# Exercise requirements
1. In the passage on the blog post dispute, which publishing company does Peter de Liefde sign his emails for?
2. Resume the passage on the blog post dispute after its final sentence.

Now this matter had been solved quite a while ago, could you please delete it from your blog?

http://blogs.lse.ac.uk/impactofsocialsciences/2012/11/26/terras-identity-metadata-age/

Many thanks,
Peter de Liefde
SENSE PUBLISHERS

-----Oorspronkelijk bericht-----
Van: Inna Semetsky
Verzonden: zondag 28 april 2013 21:46
Aan: Peter de Liefde
Onderwerp: Problem again

Dear Peter
I sincerely hope that you will contact Melissa to request her to remove this insulting post from the Internet. As you recall she promised to to so after she apologized for her insinuations . Still the post exists. This is degrading to me as the author and to Sense as publishers. Please take it in your hands as it was a case between Sense and Springer -- yet my name is involved. I hope that upon your request Melissa will delete the post which goes viral here http://blogs.lse.ac.uk/impactofsocialsciences/2012/11/26/terras-identity-metadata-age/
I consider this matter a subject if legal action -- my academic status is tarnished because of Springer -- and Springer got all data from Sense.

Please contact Melissa!
Thank you
Inna


Sent from my iPhone
To which I replied:

Thanks for your email!

- it may have been resolved, but it still happened. My blog post will be staying up, both here and on my own personal blog. There is nothing factually incorrect, and I haven't been nasty or untruthful.

best wishes,

Melissa
To which the publisher replied:

Good for you.

Thank God most of the people I deal with are a lot nicer.

All best wishes,
Peter de Liefde
SENSE PUBLISHERS

To which I replied:

Hmmm. I'm too nice to get into a flame war with you over this.

Have a good day, and enjoy the sun.

Melissa

6 comments:

Kevin Ashley said...

Thanks for taking the time to write this up, Melissa. Fascinating as the real-time twitter telling of #tarotgate was, not all of the details made it there. It's interesting - and some sort of relief - that this is a mistake in the system rather than a deliberate attempt at passing-off.

# Material shown
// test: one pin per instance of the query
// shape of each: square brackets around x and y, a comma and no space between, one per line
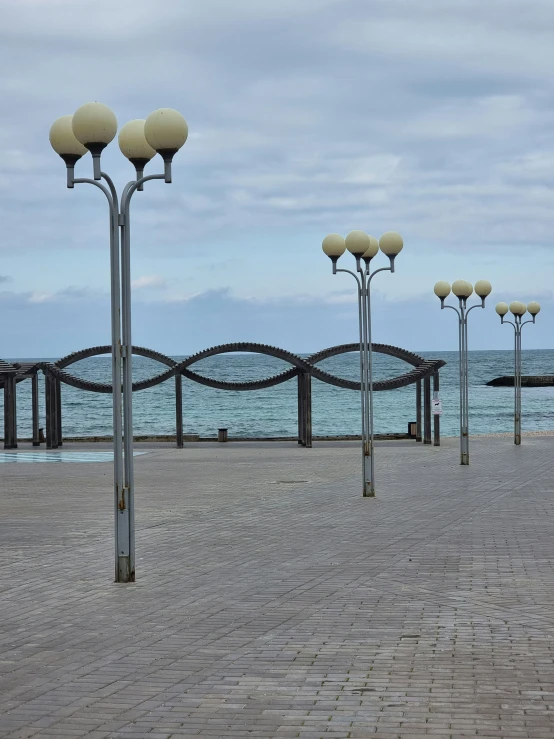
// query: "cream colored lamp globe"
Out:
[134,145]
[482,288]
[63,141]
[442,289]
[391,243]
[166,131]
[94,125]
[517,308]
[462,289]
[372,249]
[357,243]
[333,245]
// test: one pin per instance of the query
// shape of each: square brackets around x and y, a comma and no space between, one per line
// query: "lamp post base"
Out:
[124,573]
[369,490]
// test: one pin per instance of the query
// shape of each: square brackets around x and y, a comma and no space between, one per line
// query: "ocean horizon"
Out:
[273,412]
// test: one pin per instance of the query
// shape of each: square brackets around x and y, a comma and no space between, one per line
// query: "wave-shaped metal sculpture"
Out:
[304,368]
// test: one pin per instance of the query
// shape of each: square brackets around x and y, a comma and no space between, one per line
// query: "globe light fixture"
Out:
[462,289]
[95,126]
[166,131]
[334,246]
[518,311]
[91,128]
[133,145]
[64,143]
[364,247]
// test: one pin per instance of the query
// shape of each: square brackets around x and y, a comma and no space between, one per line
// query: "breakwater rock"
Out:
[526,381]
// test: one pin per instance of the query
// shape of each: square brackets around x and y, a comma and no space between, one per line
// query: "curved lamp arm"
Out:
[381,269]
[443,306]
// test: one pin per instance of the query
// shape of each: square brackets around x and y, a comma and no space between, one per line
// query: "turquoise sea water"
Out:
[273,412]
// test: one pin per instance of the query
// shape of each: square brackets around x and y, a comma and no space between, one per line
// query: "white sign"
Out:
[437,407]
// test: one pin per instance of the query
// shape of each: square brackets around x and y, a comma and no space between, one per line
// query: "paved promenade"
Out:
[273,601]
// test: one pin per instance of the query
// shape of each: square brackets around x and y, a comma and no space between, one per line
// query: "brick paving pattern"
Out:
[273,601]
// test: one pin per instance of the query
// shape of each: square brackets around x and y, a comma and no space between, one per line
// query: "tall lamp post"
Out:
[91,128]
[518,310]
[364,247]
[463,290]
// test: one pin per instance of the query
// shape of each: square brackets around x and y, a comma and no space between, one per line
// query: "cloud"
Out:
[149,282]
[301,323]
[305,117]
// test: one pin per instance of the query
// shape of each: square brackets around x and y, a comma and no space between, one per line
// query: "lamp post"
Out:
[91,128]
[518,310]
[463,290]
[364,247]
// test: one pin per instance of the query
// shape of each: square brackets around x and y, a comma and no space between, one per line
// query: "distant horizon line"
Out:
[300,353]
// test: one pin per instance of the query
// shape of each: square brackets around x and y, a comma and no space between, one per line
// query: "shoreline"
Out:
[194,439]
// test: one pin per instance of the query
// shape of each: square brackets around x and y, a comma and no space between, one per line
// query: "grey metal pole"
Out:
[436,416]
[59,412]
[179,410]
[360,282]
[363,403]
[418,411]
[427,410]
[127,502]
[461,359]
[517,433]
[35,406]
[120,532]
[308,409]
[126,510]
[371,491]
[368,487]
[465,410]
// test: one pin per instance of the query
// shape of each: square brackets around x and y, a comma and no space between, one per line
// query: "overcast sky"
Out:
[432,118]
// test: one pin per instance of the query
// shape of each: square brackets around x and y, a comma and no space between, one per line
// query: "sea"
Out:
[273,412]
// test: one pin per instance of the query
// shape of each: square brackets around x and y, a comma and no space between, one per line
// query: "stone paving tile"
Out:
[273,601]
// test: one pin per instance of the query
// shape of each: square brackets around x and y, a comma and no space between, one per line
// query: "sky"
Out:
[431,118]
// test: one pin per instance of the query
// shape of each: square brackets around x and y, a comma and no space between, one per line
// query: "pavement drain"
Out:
---
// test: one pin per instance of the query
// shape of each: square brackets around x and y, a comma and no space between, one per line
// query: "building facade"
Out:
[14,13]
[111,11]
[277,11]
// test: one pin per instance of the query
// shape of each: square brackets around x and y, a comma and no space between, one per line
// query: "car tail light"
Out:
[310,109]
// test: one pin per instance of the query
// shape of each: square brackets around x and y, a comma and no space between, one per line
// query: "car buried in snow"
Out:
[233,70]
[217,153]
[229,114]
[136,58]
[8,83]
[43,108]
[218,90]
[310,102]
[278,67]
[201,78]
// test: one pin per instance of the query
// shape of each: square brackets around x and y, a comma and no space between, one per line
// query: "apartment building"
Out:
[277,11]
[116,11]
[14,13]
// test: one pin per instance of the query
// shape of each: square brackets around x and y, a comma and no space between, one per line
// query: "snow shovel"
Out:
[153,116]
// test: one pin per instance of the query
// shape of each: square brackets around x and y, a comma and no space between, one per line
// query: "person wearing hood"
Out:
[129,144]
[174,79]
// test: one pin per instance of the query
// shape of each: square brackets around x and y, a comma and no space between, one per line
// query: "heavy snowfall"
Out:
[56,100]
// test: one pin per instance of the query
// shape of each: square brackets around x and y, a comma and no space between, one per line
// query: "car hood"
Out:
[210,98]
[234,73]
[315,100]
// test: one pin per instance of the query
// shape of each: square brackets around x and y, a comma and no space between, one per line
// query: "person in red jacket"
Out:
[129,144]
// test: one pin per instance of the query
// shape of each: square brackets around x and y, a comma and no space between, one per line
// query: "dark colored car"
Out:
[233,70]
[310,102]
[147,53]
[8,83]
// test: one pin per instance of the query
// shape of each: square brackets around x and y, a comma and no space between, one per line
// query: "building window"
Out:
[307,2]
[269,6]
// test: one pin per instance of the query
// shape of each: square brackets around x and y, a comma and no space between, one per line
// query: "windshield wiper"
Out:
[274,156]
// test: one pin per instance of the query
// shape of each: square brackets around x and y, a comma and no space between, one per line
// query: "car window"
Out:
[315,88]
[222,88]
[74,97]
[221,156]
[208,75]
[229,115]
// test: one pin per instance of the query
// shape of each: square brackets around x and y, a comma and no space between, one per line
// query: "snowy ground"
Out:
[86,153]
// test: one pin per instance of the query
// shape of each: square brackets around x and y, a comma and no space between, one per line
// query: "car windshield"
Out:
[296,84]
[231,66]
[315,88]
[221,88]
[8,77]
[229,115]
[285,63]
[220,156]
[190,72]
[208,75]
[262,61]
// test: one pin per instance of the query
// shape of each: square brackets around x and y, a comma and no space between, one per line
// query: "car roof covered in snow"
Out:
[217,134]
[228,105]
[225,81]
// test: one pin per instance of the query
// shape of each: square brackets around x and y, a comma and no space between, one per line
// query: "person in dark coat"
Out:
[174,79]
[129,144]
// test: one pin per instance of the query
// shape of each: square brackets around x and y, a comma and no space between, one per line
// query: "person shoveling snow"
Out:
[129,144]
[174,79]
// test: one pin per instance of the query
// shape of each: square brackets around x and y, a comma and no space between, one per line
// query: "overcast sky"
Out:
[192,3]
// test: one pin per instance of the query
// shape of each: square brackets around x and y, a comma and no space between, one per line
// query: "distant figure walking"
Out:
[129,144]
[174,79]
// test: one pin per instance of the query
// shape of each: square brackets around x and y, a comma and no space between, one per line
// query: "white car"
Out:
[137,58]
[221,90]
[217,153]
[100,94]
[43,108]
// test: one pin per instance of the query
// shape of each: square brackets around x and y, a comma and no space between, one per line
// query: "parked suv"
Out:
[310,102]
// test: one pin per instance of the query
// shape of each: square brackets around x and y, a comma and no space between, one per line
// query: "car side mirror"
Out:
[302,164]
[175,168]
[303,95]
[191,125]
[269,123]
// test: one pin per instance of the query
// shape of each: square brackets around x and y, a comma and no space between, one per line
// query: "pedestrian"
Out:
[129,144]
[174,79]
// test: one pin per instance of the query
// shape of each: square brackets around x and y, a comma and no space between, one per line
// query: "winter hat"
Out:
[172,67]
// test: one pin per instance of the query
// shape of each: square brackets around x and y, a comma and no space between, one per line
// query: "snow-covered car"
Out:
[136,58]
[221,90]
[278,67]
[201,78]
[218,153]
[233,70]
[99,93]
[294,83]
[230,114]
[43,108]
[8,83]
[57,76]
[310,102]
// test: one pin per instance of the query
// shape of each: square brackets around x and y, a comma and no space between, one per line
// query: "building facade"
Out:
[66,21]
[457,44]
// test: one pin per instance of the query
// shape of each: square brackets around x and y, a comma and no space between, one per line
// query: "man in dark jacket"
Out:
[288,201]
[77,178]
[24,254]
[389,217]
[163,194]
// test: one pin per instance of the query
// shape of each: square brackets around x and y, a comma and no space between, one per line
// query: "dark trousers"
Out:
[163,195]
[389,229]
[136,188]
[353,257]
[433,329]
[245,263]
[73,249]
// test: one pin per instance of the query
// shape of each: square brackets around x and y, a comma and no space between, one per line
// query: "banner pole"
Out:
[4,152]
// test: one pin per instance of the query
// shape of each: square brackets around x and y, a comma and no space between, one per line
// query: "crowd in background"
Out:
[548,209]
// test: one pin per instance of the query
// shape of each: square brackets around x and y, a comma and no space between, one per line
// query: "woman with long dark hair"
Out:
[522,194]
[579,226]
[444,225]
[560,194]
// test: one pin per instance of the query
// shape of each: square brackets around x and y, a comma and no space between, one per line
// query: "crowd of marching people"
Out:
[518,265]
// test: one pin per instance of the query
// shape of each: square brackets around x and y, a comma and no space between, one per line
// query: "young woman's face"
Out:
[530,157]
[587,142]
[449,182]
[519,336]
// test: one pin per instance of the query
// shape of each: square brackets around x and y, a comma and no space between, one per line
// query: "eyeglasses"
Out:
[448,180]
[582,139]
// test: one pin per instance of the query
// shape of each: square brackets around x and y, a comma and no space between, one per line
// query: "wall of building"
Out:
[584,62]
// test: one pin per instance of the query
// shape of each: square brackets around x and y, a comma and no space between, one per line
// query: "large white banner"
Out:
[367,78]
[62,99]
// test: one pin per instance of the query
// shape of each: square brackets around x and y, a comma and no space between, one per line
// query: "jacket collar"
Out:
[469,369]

# Task-by-task answers
1. Sense Publishers.

2.
I think you, and indeed all of us, are entitled to more explanation from Springer as to how this error came about, if only so that we can judge how likely other occurrences might be. I'm disappointed, but not surprised, that they haven't been forthcoming about this. More pressure from a wider audience is warranted on this.

You're right that errors of this sort are more easily replicated now, but it isn't clear to me that physical artefacts provide any more certainty. My attempts at cataloguing the books in my home have brought to light all sorts of errors in the information that publishers put on printed books, and similar errors that appear in the catalogues of institutions such as the British Library. Interconnectedness may make such errors propagate more rapidly but it can help to correct them more rapidly as well. I'm not saying you'll find it easy to deal with this one, but metadata was being messed up long before we had computers to help us do so on an industrial scale.

Glad you won this one, though. Not the sort of thing that anyone can see coming!

David Stern said...

It's not the future, I've been weeding my online identity garden for a long time now and making sure all my profiles are accurate. Though I have a unique academic name when the middle initial is included there are lots of people called David Stern and D. Stern. It's even worse if you have a name like my wife Shuang Liu. The only one I can't get fixed properly is Microsoft Academic Search. I sent corrections but only some were properly incorporated. So they still have me publishing things before I was born.

Unknown said...

Maybe it was a ghost in the machine?

Whitney said...

I've found these metadata slips several times in Google Books. (Once I noticed that a rather prominent early modernist had written a popular history of the Beatles; who knew!)

Thanks for sharing your experience. I just switched my Google Scholar profile settings to "send confirmation emails before updating"...

Anonymous said...

Thank you for sharing your experience, reminding all of us to actively pay attention to our "meta-identity". I like Kevin's note that interconnectedness may make propagate errors more rapidly but also speed up their corrections. And I'm glad you've received an (IMHO) appropriate answer from the publisher in the meantime. Still, the underlying story remains rather unsettling. Remember the fly - and the consequences! - in Terry Gilliam's BRAZIL?

Susan Greenberg said...

The thing that worries me about the latest request is the fact that your post is described as 'insulting'.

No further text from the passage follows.